[Stored dataset items]
((

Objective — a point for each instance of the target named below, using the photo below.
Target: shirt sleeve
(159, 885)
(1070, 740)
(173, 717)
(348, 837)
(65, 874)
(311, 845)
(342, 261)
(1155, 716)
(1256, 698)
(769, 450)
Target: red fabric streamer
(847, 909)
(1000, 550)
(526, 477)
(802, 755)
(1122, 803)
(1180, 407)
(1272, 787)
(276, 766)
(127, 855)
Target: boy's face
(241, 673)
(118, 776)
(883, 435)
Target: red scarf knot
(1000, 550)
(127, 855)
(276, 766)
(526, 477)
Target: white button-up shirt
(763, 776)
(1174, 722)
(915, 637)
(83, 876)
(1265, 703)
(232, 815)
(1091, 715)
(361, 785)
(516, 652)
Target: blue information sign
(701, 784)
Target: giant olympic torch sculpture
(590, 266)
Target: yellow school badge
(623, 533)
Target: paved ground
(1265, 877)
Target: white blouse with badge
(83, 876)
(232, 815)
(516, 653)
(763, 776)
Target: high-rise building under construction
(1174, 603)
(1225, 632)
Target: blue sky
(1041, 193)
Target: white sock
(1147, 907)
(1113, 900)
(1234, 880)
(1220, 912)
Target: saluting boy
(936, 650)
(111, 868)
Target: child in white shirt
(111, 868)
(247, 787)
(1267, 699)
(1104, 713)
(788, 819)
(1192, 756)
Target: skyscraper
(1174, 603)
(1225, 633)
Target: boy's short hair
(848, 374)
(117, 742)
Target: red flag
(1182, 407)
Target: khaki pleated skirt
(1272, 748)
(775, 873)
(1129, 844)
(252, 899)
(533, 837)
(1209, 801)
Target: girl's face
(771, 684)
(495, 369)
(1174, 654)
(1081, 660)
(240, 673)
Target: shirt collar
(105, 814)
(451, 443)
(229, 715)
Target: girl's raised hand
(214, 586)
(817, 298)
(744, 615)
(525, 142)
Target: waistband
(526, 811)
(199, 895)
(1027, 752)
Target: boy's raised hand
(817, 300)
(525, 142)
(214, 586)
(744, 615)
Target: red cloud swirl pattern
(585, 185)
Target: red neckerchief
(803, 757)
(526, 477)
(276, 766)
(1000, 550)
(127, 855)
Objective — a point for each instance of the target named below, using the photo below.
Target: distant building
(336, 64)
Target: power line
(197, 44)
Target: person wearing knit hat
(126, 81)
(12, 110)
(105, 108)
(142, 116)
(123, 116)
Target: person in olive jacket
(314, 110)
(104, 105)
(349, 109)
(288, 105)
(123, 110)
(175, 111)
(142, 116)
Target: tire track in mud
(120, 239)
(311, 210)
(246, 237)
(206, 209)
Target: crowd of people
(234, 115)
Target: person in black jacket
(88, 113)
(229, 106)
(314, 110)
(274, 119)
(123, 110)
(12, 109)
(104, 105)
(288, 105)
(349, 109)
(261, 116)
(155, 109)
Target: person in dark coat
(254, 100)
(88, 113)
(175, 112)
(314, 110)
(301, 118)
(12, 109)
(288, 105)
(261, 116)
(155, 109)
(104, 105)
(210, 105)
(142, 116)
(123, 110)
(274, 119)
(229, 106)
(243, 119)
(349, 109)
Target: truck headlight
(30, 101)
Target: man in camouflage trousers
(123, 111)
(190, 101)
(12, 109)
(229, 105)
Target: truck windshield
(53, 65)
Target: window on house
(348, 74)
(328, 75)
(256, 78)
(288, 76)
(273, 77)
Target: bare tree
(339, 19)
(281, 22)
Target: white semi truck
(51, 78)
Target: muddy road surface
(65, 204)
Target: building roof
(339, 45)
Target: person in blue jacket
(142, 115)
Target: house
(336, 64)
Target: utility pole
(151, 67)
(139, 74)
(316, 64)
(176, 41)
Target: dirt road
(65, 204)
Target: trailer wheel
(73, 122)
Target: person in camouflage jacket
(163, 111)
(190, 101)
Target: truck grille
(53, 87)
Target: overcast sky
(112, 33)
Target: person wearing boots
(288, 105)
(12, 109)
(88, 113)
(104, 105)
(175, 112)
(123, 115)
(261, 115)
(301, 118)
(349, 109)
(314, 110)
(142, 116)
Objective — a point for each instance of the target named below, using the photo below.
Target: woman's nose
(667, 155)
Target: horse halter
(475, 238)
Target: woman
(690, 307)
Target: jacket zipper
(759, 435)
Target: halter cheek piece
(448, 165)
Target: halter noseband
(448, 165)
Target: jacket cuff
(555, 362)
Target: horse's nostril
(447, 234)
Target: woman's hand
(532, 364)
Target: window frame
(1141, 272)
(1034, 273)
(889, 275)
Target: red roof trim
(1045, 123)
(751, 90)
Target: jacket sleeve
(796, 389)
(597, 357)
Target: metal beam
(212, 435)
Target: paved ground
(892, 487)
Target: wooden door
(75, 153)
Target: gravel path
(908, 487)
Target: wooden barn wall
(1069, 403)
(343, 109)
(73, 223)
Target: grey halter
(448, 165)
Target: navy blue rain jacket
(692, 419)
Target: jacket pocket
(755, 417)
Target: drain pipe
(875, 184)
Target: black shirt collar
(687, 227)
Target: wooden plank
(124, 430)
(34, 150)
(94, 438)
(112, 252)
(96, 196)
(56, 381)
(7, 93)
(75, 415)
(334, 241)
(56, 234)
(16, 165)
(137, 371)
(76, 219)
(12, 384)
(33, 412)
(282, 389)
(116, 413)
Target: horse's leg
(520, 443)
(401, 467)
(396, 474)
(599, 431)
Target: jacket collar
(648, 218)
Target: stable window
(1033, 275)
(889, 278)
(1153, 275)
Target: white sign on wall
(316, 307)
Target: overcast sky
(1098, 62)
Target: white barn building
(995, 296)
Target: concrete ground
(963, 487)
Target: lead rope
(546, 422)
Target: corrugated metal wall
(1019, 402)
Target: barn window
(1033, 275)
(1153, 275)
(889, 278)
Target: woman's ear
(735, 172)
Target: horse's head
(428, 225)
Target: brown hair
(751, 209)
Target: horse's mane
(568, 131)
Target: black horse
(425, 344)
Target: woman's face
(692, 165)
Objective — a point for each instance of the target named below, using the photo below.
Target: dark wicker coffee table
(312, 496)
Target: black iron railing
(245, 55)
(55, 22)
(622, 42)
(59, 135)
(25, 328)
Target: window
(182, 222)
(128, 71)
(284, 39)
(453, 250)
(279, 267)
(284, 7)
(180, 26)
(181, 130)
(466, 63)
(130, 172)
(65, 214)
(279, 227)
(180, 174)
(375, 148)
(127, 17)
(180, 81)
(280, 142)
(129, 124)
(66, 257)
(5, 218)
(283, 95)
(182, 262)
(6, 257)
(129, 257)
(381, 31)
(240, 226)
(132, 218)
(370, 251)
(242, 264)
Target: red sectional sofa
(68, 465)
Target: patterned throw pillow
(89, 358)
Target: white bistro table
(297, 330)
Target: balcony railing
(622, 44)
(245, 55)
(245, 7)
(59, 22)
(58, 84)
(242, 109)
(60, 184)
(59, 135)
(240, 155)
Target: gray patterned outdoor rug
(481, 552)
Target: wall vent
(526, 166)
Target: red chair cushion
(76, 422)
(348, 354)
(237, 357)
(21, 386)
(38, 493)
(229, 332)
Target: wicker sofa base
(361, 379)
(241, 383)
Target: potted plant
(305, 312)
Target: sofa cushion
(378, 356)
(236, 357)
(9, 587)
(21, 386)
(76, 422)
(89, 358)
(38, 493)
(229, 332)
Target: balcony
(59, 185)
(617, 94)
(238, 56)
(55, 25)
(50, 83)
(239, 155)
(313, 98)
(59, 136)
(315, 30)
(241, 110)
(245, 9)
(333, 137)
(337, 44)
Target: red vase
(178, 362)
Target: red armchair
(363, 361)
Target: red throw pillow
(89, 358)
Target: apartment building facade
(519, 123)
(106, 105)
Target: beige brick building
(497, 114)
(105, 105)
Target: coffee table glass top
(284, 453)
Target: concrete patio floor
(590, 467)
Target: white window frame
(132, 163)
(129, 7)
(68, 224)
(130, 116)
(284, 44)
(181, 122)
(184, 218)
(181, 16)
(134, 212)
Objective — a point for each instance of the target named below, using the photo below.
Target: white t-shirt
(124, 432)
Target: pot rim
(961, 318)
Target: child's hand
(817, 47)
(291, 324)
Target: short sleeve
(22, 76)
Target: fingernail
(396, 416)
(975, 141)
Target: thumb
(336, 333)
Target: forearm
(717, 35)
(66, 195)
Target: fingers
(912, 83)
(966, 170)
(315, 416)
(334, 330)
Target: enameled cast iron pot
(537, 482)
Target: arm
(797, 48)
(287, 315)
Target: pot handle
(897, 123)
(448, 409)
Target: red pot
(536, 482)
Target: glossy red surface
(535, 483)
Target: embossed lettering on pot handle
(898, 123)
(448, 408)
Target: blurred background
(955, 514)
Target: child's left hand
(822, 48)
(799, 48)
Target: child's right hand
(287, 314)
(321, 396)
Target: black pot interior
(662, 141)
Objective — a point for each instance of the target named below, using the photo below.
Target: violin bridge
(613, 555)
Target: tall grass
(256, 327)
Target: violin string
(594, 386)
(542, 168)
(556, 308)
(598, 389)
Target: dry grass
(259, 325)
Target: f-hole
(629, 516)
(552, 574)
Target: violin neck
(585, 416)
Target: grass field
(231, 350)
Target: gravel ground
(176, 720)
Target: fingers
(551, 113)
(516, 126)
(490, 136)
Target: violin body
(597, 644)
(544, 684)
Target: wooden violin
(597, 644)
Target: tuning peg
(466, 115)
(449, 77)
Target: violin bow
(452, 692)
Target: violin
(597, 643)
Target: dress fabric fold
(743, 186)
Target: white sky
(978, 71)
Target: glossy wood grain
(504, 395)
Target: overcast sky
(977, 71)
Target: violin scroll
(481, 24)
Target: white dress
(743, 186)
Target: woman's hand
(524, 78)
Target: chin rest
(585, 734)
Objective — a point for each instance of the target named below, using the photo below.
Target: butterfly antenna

))

§ WORK TO COMPLETE
Copy out the material above word for word, everything from the line containing "Target: tuning peg" down to the last line of the material, both ends included.

§ WRITTEN SOLUTION
Target: tuning peg
(466, 115)
(449, 77)
Target: violin bow
(452, 692)
Target: violin
(597, 643)
Target: dress fabric fold
(743, 186)
Target: white sky
(978, 71)
Target: glossy wood grain
(504, 395)
Target: overcast sky
(977, 71)
Target: violin scroll
(481, 24)
Target: white dress
(743, 186)
Target: woman's hand
(524, 78)
Target: chin rest
(585, 734)
Objective — a point for each instance of the target named below, using the photo below.
Target: butterfly antenna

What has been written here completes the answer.